**GOAL:** Copy each of the items below word for word, keeping every character unchanged.

**RECORDS SUPPLIED:**
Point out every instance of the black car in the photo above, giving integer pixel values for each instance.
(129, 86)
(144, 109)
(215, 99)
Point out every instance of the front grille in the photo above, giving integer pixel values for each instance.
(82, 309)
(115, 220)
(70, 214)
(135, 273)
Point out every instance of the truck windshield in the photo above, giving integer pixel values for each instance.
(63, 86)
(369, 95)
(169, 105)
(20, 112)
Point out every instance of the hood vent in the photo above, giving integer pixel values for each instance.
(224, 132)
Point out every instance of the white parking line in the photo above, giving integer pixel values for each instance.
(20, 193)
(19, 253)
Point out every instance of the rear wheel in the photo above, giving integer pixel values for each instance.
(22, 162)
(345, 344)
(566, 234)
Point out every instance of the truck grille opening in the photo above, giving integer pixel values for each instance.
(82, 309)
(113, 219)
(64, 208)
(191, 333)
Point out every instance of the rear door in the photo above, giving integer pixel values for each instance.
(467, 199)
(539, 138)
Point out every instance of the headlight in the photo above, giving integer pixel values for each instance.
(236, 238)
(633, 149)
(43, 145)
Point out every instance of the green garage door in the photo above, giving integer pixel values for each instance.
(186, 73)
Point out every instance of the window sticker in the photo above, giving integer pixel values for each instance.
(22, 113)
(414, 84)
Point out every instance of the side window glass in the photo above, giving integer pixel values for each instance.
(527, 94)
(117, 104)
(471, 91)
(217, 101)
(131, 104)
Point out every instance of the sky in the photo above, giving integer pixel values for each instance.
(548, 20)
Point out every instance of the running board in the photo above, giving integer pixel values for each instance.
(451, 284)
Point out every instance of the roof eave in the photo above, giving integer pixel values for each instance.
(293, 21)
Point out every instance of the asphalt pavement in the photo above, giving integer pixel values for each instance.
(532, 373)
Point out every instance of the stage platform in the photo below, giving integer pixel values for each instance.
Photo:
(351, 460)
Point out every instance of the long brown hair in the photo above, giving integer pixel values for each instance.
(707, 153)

**SOLUTION BELOW:**
Point out every instance of the black car in the photo above, giving integer pixel values for each instance.
(129, 86)
(144, 109)
(215, 99)
Point out every instance of the front grille in the photo above, giving integer pixel values for each instance.
(82, 309)
(115, 220)
(70, 214)
(135, 273)
Point out every instance of the truck windshield in the photo above, giving integer pixel values for each instance.
(63, 86)
(369, 95)
(169, 105)
(20, 112)
Point out every instance of the hood vent in the photo above, giving integer pixel values for each instance.
(224, 132)
Point out every instance of the white parking line in the photo above, giving integer pixel values for each instance.
(20, 193)
(19, 253)
Point out every instance of the rear wheel in the photo above, giving integer pixel values for each instance.
(22, 162)
(345, 344)
(566, 234)
Point out every instance of the truck grille opening in the photo above, giving integer pixel values for each instance.
(82, 309)
(113, 219)
(64, 208)
(191, 333)
Point out every instance of the rear door in the photo above, giving integer pixel values for each instance.
(467, 199)
(539, 138)
Point out every instance of the headlight in the photo above, giving integer pixel values for each instance.
(236, 238)
(633, 149)
(43, 145)
Point out every instance of the green garage door in the photo above, giving integer pixel values for each instance.
(186, 73)
Point out every instance of the window sticker in the photo above, giving integer pixel values for each instance.
(22, 113)
(414, 84)
Point out every instance of the side window glass in the photo above, giving integer pixel values for each instance.
(527, 94)
(117, 104)
(471, 91)
(217, 101)
(131, 104)
Point out every instance of the sky in the photo above, giving integer pixel values for each instance.
(548, 20)
Point out every instance of the running board in the photo above, giving integer pixel values for each instance.
(451, 284)
Point out every instance of the roof eave in the photo above, giving integer pixel values for each instance.
(293, 21)
Point out every instance of the asphalt pavement in the photo above, giving integer pixel values for each instance.
(532, 373)
Point out every instance of the stage platform in the photo below, giving integer pixel values for each instance.
Photo:
(351, 460)
Point out every instance of the long brown hair in the photo above, giving integer pixel values for each instance.
(707, 153)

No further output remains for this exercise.